▸ DOCUMENT EXTRACT

..............................

Hong Kong's high-end property market has been drawing a lot of attention this year, with the sector posting some eye-popping gains. From its trough in late 2008, the luxury market is now up 44.5 per cent, according to the brokerage Knight Frank. It is extending a streak of more than a year's worth of consecutive monthly gains.

Wealthy mainland tycoons have been attracted to Hong Kong's luxury property as a safe haven and because it has a certain cachet.

The government is concerned about the over-heated property market and it is keen to prevent too much speculation, and to let the hot air out of any bubble before it can form.

Last month's budget from Financial Secretary John Tsang Chun-wah raised stamp duty on homes worth more than HK$20 million to 4.25 per cent, up from 3.75 per cent.

Buyers at that range also won't be permitted to defer payment.

That translates to an extra HK$100,000 for a HK$20 million home, where the buyer will now have to pay HK$850,000 to have the transaction recorded with the government.

Stamp duty must be paid in full and in cash, so it's a direct cost. But most market watchers say it's unlikely to make much difference to luxury buyers who are already putting up at least HK$8 million as a down payment.

'The measure might create a short-term consolidation on the number of sales transactions in the targeted market segment,' says Simon Lo Wing-fai, the director of research and advisory services at Colliers International, in his budget breakdown.

'However, the upward price and volume trend will resume when the market eventually absorbs the increase of stamp duty, and a large number of genuine buyers [will invest] for long-term hold.'

A more significant move occurred in October, when the Hong Kong Monetary Authority cut the maximum amount that a bank could lend on properties worth more than HK$20 million to 60 per cent of the purchase price, down from the 70 per cent that banks are allowed to loan on regular properties.

Still, many top-end buyers don't require financing. 'At the high end we see straight cash, or they're doing 50 per cent financing because interest rates are so cheap,' says Victoria Allan, managing director of brokerage Habitat Property.

It's the lack of supply that will continue to keep driving the top of the market, she adds.

The pool of luxury housing in Hong Kong is remarkably shallow. There are only 23,268 apartments of more than 1,700 sqft in Hong Kong.

Those are the kinds of properties that command prices of about HK$20 million or more, assuming they sell for more than HK$10,000 per square foot. That's a mere 2 per cent of the total residential stock in the city.

It is interest from mainland buyers that has supercharged the luxury property market. Although mainland authorities are also looking to clamp down on 'hot money' and speculation in both the stock and property markets, its efforts aren't likely to change the long-term trend, brokers say.

..............................

▸ DATA SECTION
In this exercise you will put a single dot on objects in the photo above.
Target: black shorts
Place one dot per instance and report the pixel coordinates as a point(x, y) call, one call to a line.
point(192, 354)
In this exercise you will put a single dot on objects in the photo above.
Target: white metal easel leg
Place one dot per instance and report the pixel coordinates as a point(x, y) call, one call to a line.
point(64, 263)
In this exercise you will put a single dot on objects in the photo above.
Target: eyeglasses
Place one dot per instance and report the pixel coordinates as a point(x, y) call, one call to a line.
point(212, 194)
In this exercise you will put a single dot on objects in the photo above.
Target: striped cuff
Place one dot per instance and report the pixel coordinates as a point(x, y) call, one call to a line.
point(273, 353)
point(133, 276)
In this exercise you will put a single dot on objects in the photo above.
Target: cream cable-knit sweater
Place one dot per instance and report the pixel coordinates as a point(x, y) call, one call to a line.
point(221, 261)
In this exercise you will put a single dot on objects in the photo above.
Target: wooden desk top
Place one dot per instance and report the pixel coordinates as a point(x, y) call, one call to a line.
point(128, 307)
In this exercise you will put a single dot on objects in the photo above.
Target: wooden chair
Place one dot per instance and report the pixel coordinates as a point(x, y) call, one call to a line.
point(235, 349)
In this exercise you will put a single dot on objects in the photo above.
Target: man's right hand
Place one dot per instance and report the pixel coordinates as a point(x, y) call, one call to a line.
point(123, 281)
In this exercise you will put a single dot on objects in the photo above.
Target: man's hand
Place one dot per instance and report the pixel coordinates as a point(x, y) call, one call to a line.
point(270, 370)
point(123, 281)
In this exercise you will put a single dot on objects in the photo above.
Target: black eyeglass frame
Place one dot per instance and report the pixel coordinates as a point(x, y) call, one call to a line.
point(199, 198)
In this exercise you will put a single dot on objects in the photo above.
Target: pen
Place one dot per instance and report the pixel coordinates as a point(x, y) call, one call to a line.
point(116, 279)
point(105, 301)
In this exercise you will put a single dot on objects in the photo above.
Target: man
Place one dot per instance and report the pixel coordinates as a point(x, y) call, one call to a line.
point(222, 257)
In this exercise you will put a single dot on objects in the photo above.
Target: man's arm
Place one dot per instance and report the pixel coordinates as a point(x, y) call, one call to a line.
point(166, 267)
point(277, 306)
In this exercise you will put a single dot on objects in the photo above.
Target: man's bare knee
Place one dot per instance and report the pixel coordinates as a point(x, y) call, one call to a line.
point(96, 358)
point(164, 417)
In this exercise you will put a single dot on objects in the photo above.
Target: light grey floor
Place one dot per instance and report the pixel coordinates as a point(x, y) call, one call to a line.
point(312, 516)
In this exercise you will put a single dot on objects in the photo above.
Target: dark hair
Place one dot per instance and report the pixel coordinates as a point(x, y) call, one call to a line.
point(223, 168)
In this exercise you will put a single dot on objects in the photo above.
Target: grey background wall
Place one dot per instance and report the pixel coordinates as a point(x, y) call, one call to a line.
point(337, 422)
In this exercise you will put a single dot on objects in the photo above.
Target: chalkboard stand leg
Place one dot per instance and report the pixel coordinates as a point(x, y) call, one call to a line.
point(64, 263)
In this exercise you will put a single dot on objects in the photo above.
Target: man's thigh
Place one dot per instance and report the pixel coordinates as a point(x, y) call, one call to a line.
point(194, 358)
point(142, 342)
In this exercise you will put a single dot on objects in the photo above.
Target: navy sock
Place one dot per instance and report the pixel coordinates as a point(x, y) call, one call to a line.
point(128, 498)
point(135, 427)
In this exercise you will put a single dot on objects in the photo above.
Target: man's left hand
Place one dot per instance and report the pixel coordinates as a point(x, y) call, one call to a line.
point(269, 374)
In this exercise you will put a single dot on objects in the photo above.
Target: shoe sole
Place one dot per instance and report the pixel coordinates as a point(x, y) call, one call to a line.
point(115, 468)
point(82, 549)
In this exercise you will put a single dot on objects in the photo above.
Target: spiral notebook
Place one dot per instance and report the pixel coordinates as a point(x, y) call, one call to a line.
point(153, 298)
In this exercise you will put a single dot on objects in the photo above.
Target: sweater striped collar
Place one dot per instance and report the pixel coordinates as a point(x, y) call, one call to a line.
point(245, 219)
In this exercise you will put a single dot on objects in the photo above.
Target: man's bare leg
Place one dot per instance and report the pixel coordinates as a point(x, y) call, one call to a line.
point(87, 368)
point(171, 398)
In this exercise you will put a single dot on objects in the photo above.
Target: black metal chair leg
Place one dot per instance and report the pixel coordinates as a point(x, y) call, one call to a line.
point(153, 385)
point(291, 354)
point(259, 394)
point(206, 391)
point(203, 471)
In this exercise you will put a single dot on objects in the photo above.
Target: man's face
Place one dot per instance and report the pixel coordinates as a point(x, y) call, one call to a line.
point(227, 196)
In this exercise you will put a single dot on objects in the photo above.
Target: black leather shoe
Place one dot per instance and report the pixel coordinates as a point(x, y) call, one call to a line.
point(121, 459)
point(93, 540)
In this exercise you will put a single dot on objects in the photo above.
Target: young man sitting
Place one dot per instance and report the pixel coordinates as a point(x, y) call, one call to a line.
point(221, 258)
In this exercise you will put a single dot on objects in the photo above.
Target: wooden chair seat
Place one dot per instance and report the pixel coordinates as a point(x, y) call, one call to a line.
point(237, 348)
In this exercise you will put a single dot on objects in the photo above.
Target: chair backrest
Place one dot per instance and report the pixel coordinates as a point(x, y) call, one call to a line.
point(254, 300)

..............................

▸ WHAT IS BEING ASKED
Please explain, in one to three sentences, why market watchers expect the higher stamp duty to make little difference to luxury buyers, according to the article on Hong Kong luxury property. The data is separate material from the article on Hong Kong luxury property.

▸ ANSWER
Market watchers say the increase is unlikely to matter much because luxury buyers are already putting up at least HK$8 million as a down payment. The extra stamp duty is a direct cost, since it must be paid in full and in cash, but it is small next to what these buyers already pay.